* **PROBLEM STATEMENT**:
In the records below, find the line containing "Query: wooden dining table"; copy exactly that line and all lines after it to the end, and nothing else.

[START]

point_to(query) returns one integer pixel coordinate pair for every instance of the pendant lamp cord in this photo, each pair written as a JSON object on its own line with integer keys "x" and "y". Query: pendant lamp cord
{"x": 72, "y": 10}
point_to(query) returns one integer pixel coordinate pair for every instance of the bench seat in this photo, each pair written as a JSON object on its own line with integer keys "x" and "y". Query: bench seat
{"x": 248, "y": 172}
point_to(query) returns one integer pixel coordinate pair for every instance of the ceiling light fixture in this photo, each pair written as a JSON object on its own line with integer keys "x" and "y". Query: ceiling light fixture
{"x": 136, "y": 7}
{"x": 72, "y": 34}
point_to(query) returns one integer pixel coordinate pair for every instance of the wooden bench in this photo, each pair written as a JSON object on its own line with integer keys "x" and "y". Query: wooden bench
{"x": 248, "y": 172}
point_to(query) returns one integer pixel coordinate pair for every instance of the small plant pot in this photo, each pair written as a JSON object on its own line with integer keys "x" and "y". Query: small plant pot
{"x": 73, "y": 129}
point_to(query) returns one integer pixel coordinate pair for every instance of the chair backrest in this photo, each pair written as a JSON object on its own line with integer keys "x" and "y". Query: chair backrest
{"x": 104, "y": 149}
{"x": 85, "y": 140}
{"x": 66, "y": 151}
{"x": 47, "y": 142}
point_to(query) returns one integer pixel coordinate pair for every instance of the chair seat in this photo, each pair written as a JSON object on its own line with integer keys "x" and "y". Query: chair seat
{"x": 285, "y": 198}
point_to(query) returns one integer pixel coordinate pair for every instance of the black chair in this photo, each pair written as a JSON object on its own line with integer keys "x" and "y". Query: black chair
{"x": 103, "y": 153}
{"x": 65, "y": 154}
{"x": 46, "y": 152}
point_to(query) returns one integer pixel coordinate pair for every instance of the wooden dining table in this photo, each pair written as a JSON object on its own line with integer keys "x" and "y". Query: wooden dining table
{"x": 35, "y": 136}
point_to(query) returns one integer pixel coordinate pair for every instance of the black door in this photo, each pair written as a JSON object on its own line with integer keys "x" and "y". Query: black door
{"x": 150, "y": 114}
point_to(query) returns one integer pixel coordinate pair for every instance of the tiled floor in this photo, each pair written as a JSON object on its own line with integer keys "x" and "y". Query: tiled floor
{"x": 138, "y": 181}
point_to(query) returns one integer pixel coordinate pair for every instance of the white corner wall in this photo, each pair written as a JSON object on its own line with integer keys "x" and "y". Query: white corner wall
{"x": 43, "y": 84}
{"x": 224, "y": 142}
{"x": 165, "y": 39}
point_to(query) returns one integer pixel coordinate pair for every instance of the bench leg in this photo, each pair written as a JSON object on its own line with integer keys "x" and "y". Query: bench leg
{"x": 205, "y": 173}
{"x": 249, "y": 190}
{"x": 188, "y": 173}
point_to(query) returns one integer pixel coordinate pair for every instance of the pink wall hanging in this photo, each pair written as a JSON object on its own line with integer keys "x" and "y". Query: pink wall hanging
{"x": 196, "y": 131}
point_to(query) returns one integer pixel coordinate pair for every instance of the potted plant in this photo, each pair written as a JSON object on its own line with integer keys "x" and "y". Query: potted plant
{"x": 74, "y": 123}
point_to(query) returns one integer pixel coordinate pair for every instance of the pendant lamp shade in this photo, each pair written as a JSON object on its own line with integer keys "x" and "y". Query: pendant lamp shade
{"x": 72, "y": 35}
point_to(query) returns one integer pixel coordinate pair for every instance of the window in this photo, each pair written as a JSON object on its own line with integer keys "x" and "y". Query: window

[END]

* **ANSWER BELOW**:
point_to(query) returns one integer pixel coordinate pair for every instance of the wooden dining table in this photo, each pair written as a JSON object on its own line with integer keys "x" and "y". Query: wooden dining table
{"x": 35, "y": 136}
point_to(query) returns one integer pixel coordinate pair for every instance of the black door in this photo, each pair written as a JSON object on its own line with integer keys "x" and "y". Query: black door
{"x": 150, "y": 114}
point_to(query) returns one integer pixel coordinate pair for every instance of the tiled floor in this photo, each pair written as a JSON object on its own line with integer keys "x" and "y". Query: tiled floor
{"x": 138, "y": 181}
point_to(query) returns one integer pixel coordinate pair for every instance of the white corner wall in this photo, each pair written as a JSON object on its own line with integer keys "x" and "y". Query: white corner wall
{"x": 43, "y": 84}
{"x": 224, "y": 142}
{"x": 165, "y": 39}
point_to(query) returns one integer pixel coordinate pair for every instance of the bench leg in this photo, each pair written as a JSON object on its own line with integer keys "x" and "y". Query: bench leg
{"x": 205, "y": 173}
{"x": 249, "y": 190}
{"x": 188, "y": 173}
point_to(query) returns one integer pixel coordinate pair for every instance of the pink wall hanging in this photo, each pair written as a JSON object on its own line with integer keys "x" and "y". Query: pink wall hanging
{"x": 196, "y": 131}
point_to(query) returns one integer pixel coordinate pair for every instance of the potted plant in this photo, each pair written as a JSON object on its own line with integer keys "x" and "y". Query: potted plant
{"x": 74, "y": 123}
point_to(query) returns one integer pixel coordinate pair for every instance of the pendant lamp shade in this photo, each pair written as a JSON object on its own line with integer keys "x" and "y". Query: pendant lamp shade
{"x": 72, "y": 35}
point_to(query) returns one integer pixel coordinate pair for every instance of the window in this photo, each pair written as a JSON object on its own line with integer keys "x" and "y". Query: window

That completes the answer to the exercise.